§ **Action item**
Could you copy, exactly as written, every line from the first line of the records through the one containing "<point>59,287</point>"?

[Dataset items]
---*---

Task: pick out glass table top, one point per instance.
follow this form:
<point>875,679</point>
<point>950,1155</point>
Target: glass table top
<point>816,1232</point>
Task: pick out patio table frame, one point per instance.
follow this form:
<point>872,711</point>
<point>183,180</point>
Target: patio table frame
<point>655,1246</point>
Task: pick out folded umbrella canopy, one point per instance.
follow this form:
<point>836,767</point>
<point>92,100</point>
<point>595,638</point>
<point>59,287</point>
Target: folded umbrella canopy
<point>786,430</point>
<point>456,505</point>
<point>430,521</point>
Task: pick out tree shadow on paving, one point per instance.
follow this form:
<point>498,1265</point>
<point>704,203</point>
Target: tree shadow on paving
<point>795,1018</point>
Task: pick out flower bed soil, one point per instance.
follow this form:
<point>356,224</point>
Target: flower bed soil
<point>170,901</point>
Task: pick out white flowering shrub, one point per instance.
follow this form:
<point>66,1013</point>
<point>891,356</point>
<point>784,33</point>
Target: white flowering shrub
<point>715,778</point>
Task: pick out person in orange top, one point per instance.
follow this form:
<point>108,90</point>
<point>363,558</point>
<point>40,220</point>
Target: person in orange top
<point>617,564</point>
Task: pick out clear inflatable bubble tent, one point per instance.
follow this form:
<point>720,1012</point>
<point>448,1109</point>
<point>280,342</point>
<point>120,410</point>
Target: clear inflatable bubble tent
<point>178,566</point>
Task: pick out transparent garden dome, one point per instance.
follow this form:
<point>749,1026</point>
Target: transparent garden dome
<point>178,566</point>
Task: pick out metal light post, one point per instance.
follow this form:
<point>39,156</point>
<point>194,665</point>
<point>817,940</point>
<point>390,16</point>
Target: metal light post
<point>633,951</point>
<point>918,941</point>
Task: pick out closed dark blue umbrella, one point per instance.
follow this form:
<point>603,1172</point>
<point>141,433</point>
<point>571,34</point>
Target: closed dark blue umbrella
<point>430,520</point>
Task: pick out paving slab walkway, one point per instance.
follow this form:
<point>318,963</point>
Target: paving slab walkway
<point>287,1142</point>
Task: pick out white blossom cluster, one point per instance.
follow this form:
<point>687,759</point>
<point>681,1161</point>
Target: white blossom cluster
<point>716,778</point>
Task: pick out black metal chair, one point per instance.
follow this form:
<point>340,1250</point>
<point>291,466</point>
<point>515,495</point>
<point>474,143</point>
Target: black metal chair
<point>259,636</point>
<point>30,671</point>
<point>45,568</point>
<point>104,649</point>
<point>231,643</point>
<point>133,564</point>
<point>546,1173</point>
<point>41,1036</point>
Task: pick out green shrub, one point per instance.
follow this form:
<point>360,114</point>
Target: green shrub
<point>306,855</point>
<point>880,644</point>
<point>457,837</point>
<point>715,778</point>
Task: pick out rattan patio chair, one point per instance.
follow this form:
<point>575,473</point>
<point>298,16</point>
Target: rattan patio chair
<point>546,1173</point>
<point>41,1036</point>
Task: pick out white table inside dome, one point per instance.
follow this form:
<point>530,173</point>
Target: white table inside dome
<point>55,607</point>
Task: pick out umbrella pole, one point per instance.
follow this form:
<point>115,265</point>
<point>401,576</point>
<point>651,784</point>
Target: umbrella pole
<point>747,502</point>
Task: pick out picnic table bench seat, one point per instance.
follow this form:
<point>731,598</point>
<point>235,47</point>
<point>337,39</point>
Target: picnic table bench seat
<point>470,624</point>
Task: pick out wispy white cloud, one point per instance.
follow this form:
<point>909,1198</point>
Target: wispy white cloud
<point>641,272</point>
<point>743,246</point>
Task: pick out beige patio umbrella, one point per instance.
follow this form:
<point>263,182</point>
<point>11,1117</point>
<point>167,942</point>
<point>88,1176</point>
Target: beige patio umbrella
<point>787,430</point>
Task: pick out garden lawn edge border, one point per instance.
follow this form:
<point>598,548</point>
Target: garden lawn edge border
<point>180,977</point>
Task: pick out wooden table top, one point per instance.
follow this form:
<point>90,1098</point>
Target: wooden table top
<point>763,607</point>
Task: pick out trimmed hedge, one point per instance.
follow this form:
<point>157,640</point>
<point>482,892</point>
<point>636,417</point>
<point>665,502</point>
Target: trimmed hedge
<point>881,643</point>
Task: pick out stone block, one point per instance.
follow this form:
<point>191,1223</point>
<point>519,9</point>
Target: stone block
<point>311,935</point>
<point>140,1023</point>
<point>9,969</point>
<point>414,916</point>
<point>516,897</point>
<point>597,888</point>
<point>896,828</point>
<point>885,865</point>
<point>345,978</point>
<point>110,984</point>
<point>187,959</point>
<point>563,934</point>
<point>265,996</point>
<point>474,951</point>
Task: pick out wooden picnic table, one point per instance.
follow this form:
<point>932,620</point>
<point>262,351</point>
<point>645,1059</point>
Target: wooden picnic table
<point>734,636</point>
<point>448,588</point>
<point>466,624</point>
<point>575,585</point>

---*---

§ **Response for this exercise**
Task: pick out glass table top, one point per instance.
follow this form:
<point>875,679</point>
<point>950,1155</point>
Target: glass table top
<point>816,1232</point>
Task: pick out patio table frame, one point per instance.
follow this form:
<point>872,711</point>
<point>183,180</point>
Target: patio table frame
<point>655,1246</point>
Task: pick out folded umbrella canopy, one point per instance.
follow this form:
<point>836,767</point>
<point>92,100</point>
<point>595,638</point>
<point>59,287</point>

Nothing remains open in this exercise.